Exercise description: Set down exactly the lines from the one containing "[locate] small ornamental" through the end of the records below, both included, and nothing else.

Entries provided:
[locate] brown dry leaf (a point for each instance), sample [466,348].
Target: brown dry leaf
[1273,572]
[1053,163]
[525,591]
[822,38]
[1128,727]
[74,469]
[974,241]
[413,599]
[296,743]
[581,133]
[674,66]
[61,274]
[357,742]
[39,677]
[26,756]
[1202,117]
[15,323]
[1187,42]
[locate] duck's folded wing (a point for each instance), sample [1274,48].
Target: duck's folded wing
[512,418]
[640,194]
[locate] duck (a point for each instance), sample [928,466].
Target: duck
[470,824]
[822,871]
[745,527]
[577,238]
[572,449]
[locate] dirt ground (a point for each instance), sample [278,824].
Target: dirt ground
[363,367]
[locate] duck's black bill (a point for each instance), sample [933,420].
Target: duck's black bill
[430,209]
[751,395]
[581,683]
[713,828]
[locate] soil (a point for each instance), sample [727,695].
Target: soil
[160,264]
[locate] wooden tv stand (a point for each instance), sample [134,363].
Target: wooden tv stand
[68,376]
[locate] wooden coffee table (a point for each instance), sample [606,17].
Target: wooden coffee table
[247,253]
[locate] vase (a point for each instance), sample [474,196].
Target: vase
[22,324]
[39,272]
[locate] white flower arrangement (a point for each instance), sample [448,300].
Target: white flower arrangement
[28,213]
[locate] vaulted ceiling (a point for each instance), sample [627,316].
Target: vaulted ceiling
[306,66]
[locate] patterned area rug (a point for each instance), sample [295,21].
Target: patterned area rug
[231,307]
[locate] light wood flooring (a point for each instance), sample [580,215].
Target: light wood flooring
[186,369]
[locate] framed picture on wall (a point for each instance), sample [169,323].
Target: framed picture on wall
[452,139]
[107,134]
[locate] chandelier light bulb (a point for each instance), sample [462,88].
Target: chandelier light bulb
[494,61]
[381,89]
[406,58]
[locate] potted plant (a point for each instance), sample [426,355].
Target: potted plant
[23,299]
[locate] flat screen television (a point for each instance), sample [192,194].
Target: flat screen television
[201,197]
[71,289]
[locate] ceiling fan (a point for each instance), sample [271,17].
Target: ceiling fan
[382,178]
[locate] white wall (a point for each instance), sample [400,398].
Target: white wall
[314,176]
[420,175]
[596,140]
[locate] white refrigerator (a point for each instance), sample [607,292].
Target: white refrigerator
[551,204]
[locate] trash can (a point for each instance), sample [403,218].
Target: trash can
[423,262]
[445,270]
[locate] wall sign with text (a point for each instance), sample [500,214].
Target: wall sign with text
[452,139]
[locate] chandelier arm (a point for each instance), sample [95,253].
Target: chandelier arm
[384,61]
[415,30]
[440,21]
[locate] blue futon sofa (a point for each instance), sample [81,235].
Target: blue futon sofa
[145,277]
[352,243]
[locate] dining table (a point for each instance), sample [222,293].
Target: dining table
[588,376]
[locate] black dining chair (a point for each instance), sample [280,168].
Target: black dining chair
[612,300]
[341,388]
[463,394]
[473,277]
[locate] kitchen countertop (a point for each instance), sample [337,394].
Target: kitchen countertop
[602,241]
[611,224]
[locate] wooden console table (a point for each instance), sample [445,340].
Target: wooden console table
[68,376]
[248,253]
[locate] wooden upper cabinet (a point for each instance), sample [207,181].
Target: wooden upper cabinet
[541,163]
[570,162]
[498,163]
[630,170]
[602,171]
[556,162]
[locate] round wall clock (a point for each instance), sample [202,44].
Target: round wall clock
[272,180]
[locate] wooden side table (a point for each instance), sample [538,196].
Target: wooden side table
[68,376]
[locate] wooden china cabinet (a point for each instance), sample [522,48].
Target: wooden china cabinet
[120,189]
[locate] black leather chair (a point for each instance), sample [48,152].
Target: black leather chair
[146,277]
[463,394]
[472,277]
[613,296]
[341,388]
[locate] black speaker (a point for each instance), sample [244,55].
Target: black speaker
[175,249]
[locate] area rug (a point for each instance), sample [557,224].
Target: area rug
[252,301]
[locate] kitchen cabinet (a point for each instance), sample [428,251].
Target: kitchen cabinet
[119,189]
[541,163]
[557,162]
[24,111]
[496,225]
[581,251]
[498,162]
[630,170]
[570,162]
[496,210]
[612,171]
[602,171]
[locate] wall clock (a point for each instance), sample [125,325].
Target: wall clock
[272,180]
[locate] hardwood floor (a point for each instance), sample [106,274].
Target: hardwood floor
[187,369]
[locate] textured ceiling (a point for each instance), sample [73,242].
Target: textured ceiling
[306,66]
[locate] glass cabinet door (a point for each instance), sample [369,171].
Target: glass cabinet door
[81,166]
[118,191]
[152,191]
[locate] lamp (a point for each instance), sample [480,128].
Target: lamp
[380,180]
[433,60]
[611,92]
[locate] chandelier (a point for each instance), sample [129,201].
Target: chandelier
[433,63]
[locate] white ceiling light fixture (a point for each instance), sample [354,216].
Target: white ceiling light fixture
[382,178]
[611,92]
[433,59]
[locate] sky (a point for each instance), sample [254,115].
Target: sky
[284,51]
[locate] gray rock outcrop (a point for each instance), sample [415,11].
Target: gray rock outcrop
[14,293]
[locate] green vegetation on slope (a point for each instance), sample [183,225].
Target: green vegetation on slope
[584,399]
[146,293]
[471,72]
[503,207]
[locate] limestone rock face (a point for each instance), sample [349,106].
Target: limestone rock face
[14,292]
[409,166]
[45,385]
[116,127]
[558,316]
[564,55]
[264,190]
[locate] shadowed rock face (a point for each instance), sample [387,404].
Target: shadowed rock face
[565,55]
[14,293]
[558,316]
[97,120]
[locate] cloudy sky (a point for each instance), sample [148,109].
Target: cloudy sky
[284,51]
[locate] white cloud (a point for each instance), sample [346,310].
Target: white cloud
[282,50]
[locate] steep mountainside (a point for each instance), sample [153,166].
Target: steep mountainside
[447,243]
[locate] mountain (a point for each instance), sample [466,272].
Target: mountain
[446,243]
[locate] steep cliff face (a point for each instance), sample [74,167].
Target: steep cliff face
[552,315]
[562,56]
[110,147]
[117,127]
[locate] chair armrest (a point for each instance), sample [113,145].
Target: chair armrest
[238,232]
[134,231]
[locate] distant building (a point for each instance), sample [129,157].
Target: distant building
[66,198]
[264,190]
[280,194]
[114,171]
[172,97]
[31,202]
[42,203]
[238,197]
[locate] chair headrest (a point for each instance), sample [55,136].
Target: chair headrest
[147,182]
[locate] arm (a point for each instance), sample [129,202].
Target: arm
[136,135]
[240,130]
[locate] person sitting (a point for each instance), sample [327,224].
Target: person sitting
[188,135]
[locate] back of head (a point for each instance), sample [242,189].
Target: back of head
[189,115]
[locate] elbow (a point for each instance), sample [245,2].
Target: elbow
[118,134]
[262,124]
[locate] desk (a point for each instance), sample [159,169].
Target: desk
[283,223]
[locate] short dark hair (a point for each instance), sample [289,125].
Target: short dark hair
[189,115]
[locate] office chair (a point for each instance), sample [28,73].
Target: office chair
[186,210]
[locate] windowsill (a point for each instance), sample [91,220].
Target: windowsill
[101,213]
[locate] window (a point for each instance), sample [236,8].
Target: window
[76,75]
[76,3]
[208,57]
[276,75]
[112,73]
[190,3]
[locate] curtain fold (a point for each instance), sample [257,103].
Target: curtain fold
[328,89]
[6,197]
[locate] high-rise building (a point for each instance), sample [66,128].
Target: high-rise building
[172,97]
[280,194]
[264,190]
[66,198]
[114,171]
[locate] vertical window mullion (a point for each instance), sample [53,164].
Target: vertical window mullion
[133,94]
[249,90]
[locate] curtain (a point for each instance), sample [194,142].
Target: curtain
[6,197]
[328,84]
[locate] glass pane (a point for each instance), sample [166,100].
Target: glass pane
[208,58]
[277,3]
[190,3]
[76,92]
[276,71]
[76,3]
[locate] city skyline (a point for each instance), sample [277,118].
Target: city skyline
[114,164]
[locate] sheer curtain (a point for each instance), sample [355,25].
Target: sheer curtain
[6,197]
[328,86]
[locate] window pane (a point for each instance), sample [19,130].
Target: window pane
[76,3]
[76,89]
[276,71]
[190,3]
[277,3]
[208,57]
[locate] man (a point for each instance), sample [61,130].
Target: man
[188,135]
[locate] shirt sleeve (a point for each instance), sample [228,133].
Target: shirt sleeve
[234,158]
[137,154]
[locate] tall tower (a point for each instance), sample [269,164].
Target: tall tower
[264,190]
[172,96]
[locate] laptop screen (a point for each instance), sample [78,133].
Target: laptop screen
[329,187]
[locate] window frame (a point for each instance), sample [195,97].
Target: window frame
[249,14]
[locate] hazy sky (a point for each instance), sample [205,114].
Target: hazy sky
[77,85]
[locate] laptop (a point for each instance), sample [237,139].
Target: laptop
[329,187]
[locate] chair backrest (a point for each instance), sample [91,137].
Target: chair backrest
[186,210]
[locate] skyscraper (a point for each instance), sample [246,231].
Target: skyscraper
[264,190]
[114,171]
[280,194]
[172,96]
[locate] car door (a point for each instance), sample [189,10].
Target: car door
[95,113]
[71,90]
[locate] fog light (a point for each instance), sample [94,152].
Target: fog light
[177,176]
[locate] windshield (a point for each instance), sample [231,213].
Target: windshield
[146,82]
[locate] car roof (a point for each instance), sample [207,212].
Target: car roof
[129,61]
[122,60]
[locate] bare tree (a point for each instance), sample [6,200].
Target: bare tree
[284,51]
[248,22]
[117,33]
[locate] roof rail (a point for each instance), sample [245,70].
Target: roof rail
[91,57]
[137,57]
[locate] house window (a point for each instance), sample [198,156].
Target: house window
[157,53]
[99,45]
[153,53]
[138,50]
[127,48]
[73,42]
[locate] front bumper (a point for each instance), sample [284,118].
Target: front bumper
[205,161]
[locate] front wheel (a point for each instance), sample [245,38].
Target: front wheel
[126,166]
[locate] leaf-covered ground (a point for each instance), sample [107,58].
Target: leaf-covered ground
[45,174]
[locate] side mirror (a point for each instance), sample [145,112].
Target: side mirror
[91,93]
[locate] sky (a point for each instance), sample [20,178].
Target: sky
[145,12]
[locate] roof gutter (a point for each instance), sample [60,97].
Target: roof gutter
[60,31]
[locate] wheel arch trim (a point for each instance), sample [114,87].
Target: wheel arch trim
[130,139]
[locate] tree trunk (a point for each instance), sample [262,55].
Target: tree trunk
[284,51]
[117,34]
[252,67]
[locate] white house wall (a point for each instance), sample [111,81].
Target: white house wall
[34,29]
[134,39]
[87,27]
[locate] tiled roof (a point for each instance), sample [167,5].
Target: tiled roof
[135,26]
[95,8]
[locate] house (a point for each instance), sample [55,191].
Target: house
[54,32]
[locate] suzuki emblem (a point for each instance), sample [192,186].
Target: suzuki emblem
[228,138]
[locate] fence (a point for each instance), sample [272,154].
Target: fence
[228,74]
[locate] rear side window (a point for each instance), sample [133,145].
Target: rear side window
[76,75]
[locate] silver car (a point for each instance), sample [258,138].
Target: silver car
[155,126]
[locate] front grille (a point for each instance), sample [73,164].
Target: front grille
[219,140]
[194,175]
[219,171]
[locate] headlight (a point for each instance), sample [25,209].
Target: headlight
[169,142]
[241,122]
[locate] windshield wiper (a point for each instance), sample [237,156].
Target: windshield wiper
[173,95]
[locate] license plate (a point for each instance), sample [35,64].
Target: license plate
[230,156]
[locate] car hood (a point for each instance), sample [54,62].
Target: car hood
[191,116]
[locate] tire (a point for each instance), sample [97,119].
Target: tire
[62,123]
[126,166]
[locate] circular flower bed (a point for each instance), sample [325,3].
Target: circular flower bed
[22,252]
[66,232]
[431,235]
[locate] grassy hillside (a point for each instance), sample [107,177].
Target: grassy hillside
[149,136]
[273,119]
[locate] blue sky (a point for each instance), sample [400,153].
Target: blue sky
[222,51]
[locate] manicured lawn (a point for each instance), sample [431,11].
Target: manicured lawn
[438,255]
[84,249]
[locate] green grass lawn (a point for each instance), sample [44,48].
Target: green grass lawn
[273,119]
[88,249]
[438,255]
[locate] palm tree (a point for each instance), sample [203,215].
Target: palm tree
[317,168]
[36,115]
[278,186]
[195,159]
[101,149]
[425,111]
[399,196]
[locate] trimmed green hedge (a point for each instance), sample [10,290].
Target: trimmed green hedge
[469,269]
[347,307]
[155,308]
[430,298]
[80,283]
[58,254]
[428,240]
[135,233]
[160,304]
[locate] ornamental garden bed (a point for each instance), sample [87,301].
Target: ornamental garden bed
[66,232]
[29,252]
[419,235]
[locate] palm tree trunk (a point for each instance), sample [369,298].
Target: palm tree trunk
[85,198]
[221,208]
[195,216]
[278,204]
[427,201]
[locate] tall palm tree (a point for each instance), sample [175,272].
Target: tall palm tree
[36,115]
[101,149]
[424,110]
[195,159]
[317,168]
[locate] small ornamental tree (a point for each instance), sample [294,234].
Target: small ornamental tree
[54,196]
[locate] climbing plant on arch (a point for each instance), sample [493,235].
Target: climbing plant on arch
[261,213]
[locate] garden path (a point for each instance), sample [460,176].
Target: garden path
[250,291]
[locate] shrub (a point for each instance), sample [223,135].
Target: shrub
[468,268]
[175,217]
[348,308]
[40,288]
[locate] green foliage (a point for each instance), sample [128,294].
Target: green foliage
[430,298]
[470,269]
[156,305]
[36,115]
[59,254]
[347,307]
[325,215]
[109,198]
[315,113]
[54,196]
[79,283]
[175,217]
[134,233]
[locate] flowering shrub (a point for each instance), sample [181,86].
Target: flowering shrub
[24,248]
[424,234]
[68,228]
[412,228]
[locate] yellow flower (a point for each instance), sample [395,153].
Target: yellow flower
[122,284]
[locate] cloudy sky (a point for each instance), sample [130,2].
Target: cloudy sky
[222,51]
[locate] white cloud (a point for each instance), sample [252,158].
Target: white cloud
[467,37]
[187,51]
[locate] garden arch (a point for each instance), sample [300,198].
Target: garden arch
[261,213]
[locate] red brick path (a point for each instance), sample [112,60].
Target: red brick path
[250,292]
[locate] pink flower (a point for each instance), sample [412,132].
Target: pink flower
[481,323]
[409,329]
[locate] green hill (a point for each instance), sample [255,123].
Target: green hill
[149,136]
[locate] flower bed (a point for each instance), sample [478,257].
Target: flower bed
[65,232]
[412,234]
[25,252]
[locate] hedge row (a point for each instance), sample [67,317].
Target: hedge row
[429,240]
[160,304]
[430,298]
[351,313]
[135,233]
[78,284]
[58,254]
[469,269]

Completed task:
[locate] small ornamental tree (a point for each instance), sample [294,234].
Target: small ornamental tree
[54,196]
[locate] climbing plant on arch (a point for each instance), sample [493,235].
Target: climbing plant on arch
[261,213]
[locate] garden path (a point for each instance), sample [460,176].
Target: garden path
[250,291]
[locate] shrub (a point for each instance), sample [223,135].
Target: shrub
[468,268]
[175,217]
[348,308]
[40,288]
[locate] green foliage (a point for each instance), sample [128,294].
Target: green foliage
[430,298]
[470,269]
[156,305]
[36,115]
[59,254]
[347,307]
[325,215]
[109,198]
[315,113]
[54,196]
[79,283]
[175,217]
[134,233]
[locate] flowering shrub (a point for each instance), sample [181,86].
Target: flowering shrub
[24,248]
[424,234]
[68,228]
[412,228]
[locate] yellow flower (a point for each instance), sample [395,153].
Target: yellow flower
[122,284]
[locate] cloudy sky (a point for each instance), sample [130,2].
Target: cloudy sky
[222,51]
[locate] white cloud (a point for each instance), sample [252,158].
Target: white cloud
[467,37]
[187,51]
[locate] garden arch (a point for each instance), sample [300,198].
Target: garden arch
[261,213]
[locate] red brick path (a point for each instance), sample [112,60].
Target: red brick path
[250,292]
[locate] pink flower (a point for each instance), sample [412,132].
Target: pink flower
[481,323]
[409,329]
[locate] green hill (a point for each instance), sample [255,123].
Target: green hill
[149,136]
[locate] flower bed (a point for each instance), sample [478,257].
Target: flower bed
[65,232]
[412,234]
[25,252]
[locate] hedge row (a point for each instance), sample [67,317].
Target: hedge row
[429,240]
[160,304]
[430,298]
[351,313]
[135,233]
[78,284]
[58,254]
[469,269]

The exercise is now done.